[Written problem]
Arrange the lines below as a numbered list, leaving out blank lines and pictures.

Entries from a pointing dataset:
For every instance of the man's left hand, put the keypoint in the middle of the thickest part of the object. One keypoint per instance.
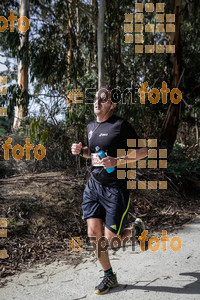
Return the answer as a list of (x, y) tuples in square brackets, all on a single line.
[(109, 162)]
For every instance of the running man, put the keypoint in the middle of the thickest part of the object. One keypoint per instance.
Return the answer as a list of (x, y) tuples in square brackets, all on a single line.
[(106, 198)]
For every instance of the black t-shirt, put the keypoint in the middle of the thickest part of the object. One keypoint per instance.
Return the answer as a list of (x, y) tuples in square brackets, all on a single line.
[(109, 136)]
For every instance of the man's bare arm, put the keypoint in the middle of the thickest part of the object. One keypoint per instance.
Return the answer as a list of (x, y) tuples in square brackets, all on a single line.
[(86, 152)]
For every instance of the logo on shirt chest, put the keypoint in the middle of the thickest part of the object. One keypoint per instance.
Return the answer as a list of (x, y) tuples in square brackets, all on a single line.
[(103, 134)]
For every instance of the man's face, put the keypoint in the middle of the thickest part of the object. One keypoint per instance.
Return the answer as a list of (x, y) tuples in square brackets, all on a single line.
[(103, 103)]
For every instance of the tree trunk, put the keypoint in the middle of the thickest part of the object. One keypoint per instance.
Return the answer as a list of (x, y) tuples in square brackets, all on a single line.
[(100, 35), (172, 119), (22, 73)]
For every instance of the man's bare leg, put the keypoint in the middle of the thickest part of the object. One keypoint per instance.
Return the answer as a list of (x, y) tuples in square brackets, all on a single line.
[(95, 229)]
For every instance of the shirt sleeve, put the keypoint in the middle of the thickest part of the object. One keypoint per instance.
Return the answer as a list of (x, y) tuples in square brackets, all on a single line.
[(128, 132)]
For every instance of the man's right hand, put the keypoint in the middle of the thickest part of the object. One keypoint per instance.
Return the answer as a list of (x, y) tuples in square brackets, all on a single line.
[(76, 148)]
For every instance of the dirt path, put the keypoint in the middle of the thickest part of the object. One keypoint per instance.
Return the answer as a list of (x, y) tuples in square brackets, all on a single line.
[(142, 275)]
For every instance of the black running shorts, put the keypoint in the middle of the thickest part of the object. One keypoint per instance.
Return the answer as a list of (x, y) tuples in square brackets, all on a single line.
[(110, 204)]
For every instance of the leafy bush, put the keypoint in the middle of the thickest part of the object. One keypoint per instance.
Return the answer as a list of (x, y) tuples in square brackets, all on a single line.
[(184, 161)]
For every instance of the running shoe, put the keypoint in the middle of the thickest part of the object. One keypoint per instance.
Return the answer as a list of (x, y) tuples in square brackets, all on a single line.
[(108, 282), (139, 227)]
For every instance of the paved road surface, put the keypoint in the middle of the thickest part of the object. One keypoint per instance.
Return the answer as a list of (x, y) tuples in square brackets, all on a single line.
[(142, 275)]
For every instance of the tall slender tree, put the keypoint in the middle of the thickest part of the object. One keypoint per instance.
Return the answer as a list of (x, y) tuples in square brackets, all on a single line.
[(21, 110)]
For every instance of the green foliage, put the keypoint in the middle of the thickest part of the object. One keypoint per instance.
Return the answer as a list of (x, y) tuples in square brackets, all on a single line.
[(182, 162)]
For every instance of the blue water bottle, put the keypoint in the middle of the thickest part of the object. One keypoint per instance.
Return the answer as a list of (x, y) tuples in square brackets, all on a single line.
[(101, 154)]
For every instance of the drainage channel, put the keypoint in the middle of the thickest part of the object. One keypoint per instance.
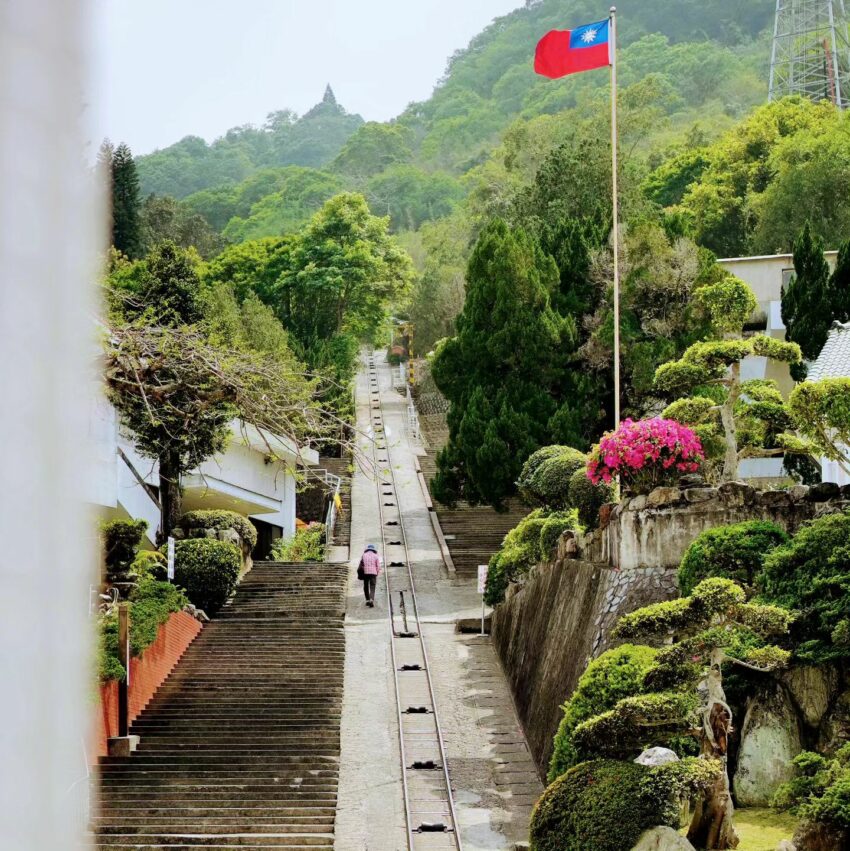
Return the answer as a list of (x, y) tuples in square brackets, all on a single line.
[(428, 802)]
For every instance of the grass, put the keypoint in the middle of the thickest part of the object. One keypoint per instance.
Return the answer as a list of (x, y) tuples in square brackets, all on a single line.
[(763, 829)]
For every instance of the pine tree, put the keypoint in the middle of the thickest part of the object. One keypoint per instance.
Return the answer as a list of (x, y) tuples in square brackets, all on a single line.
[(807, 309), (500, 373), (126, 204)]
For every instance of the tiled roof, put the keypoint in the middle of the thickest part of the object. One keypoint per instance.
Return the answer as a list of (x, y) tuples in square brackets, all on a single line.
[(834, 360)]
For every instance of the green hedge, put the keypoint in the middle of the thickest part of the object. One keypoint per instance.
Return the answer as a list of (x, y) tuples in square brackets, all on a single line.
[(810, 574), (545, 476), (208, 570), (151, 604), (220, 520), (615, 675), (587, 498), (736, 552), (603, 806), (307, 545)]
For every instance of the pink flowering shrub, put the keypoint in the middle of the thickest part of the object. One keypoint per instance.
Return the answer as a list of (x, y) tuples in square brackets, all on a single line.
[(645, 454)]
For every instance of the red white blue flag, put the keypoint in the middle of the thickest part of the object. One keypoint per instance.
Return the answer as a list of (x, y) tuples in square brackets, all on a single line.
[(562, 52)]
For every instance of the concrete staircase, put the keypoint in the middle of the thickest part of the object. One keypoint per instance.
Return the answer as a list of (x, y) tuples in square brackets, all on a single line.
[(473, 533), (240, 746)]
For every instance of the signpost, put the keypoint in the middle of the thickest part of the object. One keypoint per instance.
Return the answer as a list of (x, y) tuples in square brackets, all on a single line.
[(482, 586)]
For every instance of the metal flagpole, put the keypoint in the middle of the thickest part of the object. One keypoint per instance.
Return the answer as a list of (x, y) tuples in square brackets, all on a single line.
[(616, 212)]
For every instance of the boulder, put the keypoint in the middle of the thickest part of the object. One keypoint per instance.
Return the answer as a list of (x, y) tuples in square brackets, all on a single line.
[(663, 496), (811, 688), (770, 739), (835, 729), (824, 491), (700, 494), (657, 756), (662, 839)]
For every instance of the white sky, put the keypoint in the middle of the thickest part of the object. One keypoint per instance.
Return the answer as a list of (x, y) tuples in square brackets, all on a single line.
[(170, 68)]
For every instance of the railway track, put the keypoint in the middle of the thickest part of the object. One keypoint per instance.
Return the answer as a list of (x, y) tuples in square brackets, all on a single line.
[(429, 806)]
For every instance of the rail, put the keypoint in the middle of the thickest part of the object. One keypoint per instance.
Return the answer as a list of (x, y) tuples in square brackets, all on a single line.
[(421, 744)]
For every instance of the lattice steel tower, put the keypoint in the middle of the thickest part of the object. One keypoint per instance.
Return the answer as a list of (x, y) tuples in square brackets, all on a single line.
[(811, 51)]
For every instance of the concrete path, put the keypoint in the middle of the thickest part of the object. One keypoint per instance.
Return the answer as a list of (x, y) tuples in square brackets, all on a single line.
[(492, 773)]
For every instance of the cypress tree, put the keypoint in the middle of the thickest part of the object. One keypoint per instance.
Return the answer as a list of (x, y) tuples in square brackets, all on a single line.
[(126, 204), (500, 373), (807, 309)]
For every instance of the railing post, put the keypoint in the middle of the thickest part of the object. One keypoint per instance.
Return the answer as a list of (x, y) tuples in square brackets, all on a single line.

[Worked answer]
1. For every instance of the man's left hand, put the keypoint in the middle of the thickest part of the object. One keypoint per instance.
2. Return the answer as a list of (x, y) tuples in square brackets, all on a single line.
3. [(109, 162)]
4. For every instance of the running man, put the keypoint in the middle of the thickest part of the object. One keypoint per instance.
5. Return the answer as a list of (x, y) tuples in square brackets, all on a single line.
6. [(106, 198)]
7. For every instance of the black t-shirt, put the keypoint in the middle of the thickest part of the object. One keypoint per instance.
8. Return the answer as a list of (x, y) tuples in square brackets, all on a single line.
9. [(109, 136)]
10. For every instance of the man's bare arm, put the keypoint in the middle of the thickest part of the object. One keypoint per instance.
11. Return the answer as a list of (x, y) tuples in square brackets, all on a single line.
12. [(86, 152)]
13. For every instance of the logo on shirt chest, put the keypoint in the middle of the thickest part of the object. One keypoint per instance.
14. Return the answer as a list of (x, y) tuples in square brackets, all on a single line.
15. [(103, 134)]
16. For every instance of the man's face, put the keypoint in the middle of the thickest part of the object. One keypoint per instance.
17. Return the answer as a list of (x, y) tuples in square brackets, all on a single line.
18. [(103, 103)]
19. For every instance of the tree trunk, put the keypoint in the middle of the thickest part of the object. One keypoint per instance.
20. Return the answer as a list of (x, y) tuples in square brackets, all on a single line.
21. [(100, 35), (172, 119), (22, 73)]
22. For every instance of the man's bare leg, put the keypoint in the middle of the thickest part of the object. One keypoint per instance.
23. Return the answer as a list of (x, y) tuples in square brackets, all on a single line.
24. [(95, 229)]
25. For every instance of the shirt sleeve, put the keypoint in the middle of the thickest part of the object. One keypoint per instance.
26. Return the answer as a list of (x, y) tuples in square brackets, all on a single line.
27. [(128, 132)]
28. For every instance of the man's right hand, put the keypoint in the middle of the thickest part of the object. One keypoint per instance.
29. Return the answer as a list of (x, y) tuples in square brackets, all on a single line.
30. [(76, 148)]
31. For every instance of the dirt path, put the keypoint in the middle of the thickest part of the object. One keypoint per instance.
32. Return the answer as a list of (x, y) tuples in square brackets, all on a single line.
33. [(142, 275)]
34. For every instance of the black running shorts, put the keypoint in the middle of the thickest part of the object. One keypoint per instance.
35. Return the answer as a list of (x, y) tuples in square brackets, all on a single line.
36. [(110, 204)]
37. For every instance of the leafy bush, put the keypoint in the middle of the thickest part of the object. One keypoint per instance.
38. Return the answer as a list of (x, y) tuples in square brackets, all on a single line.
39. [(184, 161)]
40. For every instance of the running shoe, put the keypoint in the middle of the thickest part of the object. One keypoint per instance.
41. Return the answer as a list of (x, y) tuples in square brackets, all on a single line.
42. [(108, 282), (139, 227)]
43. For every instance of the paved road surface, put the keypoint in the middle of the thickest part of the object. One keypoint per instance.
44. Return the answer as a list of (x, y) tuples in square brackets, all on a single line.
45. [(142, 275)]
46. For every instance of the tall slender tree, put the keypoint in the middle of the thickest part of the object. One keypoint per instance.
47. Return the answer as a list of (x, y) tuples in square brackets, all on a single line.
48. [(21, 110)]
49. For every instance of the green foliage, put the keypoint in the middle of the thickest part of the object. One keypoint per instance.
50. Return the answer as a list of (x, y) tuples in square brackets, all on a single line.
51. [(182, 162)]
52. For every instance of the blue water bottle, put the keypoint in the middle of the thickest part of the object. One keypoint per instance.
53. Return the answer as a list of (x, y) tuples in square brackets, all on a single line.
54. [(101, 154)]
55. For every instance of the drainage channel, put the keypoint in the middle of the thickest part of the object. One keypoint per instance.
56. Return the answer as a list of (x, y) tuples in square brackets, all on a single line.
57. [(428, 802)]
58. For every instance of the grass, put the keypoint in the middle of the thickest part of the object. One keypoint per instance.
59. Return the answer as a list of (x, y) tuples in square brackets, all on a single line.
60. [(763, 829)]
61. For every instance of the pine tree, put the keypoint in the middle of the thickest part of the object. One keypoint per instance.
62. Return the answer as a list of (x, y) tuples in square brackets, all on a single line.
63. [(807, 309), (500, 373), (126, 204)]
64. For every instance of the tiled roof, put the keypoint in the middle of the thickest part of the object. One keypoint per instance.
65. Return the answer as a list of (x, y) tuples in square brackets, all on a single line.
66. [(834, 360)]
67. For every instance of the green hedge, put the keypoint in the middle of the thickest part of the object. One keypoint per instance.
68. Return the answer as a list of (x, y) tuples in square brackets, all on a single line.
69. [(810, 574), (545, 476), (208, 570), (151, 604), (220, 520), (615, 675), (587, 498), (736, 552), (603, 806), (307, 545)]
70. For every instance of the pink flowering shrub, put the keypoint in the middle of the thickest part of the object. One keypoint per instance.
71. Return the answer as a list of (x, y) tuples in square brackets, all on a single line.
72. [(645, 454)]
73. For every instance of the red white blue flag, put the keypoint in the middle of the thickest part of the object. One keypoint per instance.
74. Return the answer as a list of (x, y) tuples in square brackets, all on a single line.
75. [(562, 52)]
76. For every instance of the concrete staircase, put the keypoint in the middle of the thickest part of the object. One keypoint per instance.
77. Return the answer as a list of (x, y) tuples in square brackets, all on a single line.
78. [(473, 533), (240, 746)]
79. For every instance of the signpost, put the keypoint in the middle of the thickest part of the object. One keypoint per instance.
80. Return the answer as a list of (x, y) tuples in square brackets, all on a single line.
81. [(482, 586)]
82. For every instance of the metal flagpole, put the keypoint in the middle of the thickest part of the object. One keypoint per instance.
83. Return the answer as a list of (x, y) tuples in square brackets, all on a single line.
84. [(616, 212)]
85. For every instance of the boulder, put the keypoint in the middle of the thickest part of the object. One keypoint per instance.
86. Return the answer as a list of (x, y) tuples in square brackets, all on a single line.
87. [(663, 496), (811, 688), (770, 739), (835, 729), (824, 491), (700, 494), (657, 756), (662, 839)]
88. For every instance of the white sky, put the keypoint in the middle of the thickest part of the object. One keypoint per instance.
89. Return the answer as a list of (x, y) tuples in square brackets, all on a single line.
90. [(170, 68)]
91. For every instance of the railway track, put the keypoint in the middle of the thickest part of the object. One keypoint per instance.
92. Return the answer as a list of (x, y) tuples in square brackets, all on a single line.
93. [(429, 806)]
94. For every instance of the rail, put the keypoint in the middle of the thickest part of the object. One keypoint per instance.
95. Return the answer as a list of (x, y) tuples in square brackets, all on a single line.
96. [(421, 744)]
97. For every instance of the lattice steel tower, put the keypoint in the middle of the thickest part of the object. One keypoint per instance.
98. Return the answer as a list of (x, y) tuples in square brackets, all on a single line.
99. [(811, 51)]
100. For every instance of the concrete path, put the keypoint in the middle of the thickest part of the object. One keypoint per instance.
101. Return the answer as a list of (x, y) tuples in square brackets, all on a single line.
102. [(492, 773)]
103. For every instance of the cypress tree, put the keypoint in the middle of the thickest part of the object. One keypoint per instance.
104. Return the answer as a list of (x, y) tuples in square brackets, all on a single line.
105. [(126, 204), (500, 373), (807, 309)]
106. For every instance of the railing post, put the keypoint in the middle of the thickest part of the object. One keypoint per instance.
107. Return the answer as a list of (x, y) tuples in square brackets, all on a single line.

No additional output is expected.